• [Excerpt]

More than 2,100 people were sickened in these incidents. At least nine deaths have been blamed on tainted peanuts alone.

Last week, another problem surfaced. Federal prosecutors in North Carolina obtained guilty pleas from two employees of AM2PAT, a company that manufactured syringes in unsterile conditions and covered it up with phony paperwork.

Prosecutors say hundreds of patients were sickened and five died. The feds are looking for the company's owner, who may have fled the country.

Different products were involved in the incidents, but they shared some of the same FDA shortcomings: inspections, legal authority and technology.

Although the FDA is supposed to inspect overseas plants, the pharmaceutical factory in China that made the heparin was never visited, partly because the agency confused its name with a similar name belonging to another drug factory.

The tomato outbreak last summer underscored other kinds of gaps. Produce companies are not required to have a food safety plan. And the FDA lacks legal authority to require a system for tracing foods back to the farm.

In the peanut butter outbreak, FDA inspectors quickly focused on a small Georgia processing plant. But they didn't get the whole story immediately. The FDA had to invoke bioterror laws to get lab reports that ultimately showed the company shipped tainted peanuts. Meanwhile, the agency had no authority to order a food recall.

Congress has been pumping more money into the FDA. And the Obama administration seems willing to consider big changes.

The two leading candidates for FDA commissioner are physicians from outside the agency. One is Baltimore health commissioner Joshua Sharfstein, a pediatrician who has taken on the FDA over risks in children's cough and cold drugs. The other is Margaret Hamburg, a bioterrorism expert who served in the Clinton administration and as New York's health commissioner.

• [Extracted information]
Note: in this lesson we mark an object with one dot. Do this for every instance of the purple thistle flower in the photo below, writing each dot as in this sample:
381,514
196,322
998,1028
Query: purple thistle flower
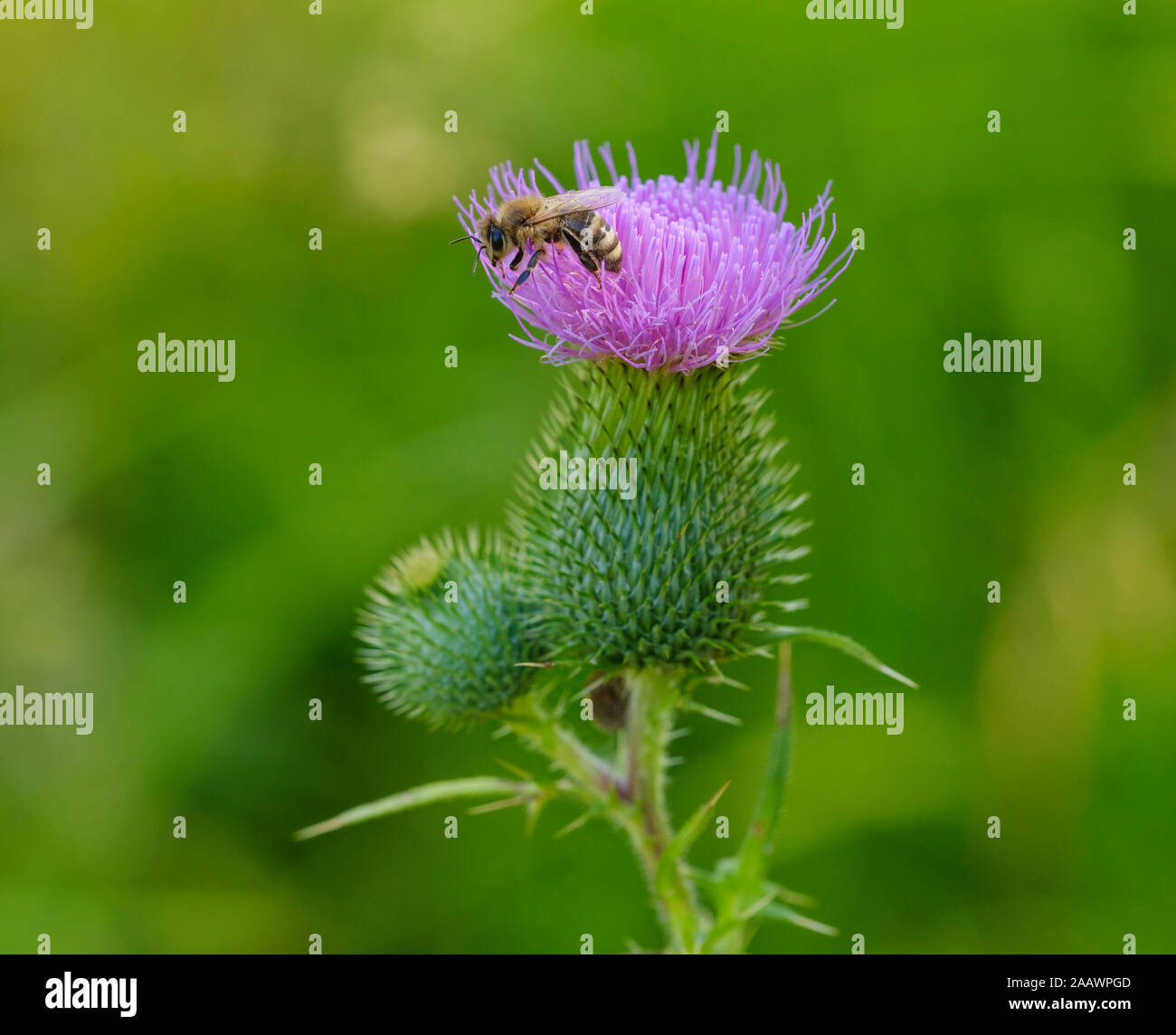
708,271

==

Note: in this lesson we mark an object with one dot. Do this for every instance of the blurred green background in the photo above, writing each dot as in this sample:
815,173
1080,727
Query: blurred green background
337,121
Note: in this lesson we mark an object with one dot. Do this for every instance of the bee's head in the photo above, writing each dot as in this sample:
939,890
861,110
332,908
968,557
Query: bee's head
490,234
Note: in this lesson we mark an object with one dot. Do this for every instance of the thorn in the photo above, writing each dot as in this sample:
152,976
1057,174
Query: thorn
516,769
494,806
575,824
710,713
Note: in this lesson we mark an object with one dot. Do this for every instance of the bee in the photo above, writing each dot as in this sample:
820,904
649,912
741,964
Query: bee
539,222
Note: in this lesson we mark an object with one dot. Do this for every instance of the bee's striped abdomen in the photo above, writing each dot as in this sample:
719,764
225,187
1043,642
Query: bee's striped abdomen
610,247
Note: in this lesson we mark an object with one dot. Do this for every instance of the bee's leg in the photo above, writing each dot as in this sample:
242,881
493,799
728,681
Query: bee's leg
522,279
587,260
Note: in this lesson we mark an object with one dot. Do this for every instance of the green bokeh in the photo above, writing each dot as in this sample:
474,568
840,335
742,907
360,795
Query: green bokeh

---

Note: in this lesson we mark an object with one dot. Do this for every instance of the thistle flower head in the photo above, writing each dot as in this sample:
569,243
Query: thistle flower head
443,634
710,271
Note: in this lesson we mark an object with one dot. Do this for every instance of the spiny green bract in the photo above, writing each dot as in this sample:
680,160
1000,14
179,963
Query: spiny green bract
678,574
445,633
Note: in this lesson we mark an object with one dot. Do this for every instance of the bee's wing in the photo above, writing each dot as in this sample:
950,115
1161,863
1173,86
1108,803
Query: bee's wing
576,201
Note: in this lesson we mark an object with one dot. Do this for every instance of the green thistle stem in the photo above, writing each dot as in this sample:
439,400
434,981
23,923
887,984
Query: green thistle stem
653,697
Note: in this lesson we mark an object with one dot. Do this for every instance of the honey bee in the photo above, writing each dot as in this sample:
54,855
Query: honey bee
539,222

• [What is expected]
From the FDA excerpt, please give the stretch from "In the peanut" through "a food recall." again, substituting "emergency laws" for "bioterror laws".

• [Expected answer]
In the peanut butter outbreak, FDA inspectors quickly focused on a small Georgia processing plant. But they didn't get the whole story immediately. The FDA had to invoke emergency laws to get lab reports that ultimately showed the company shipped tainted peanuts. Meanwhile, the agency had no authority to order a food recall.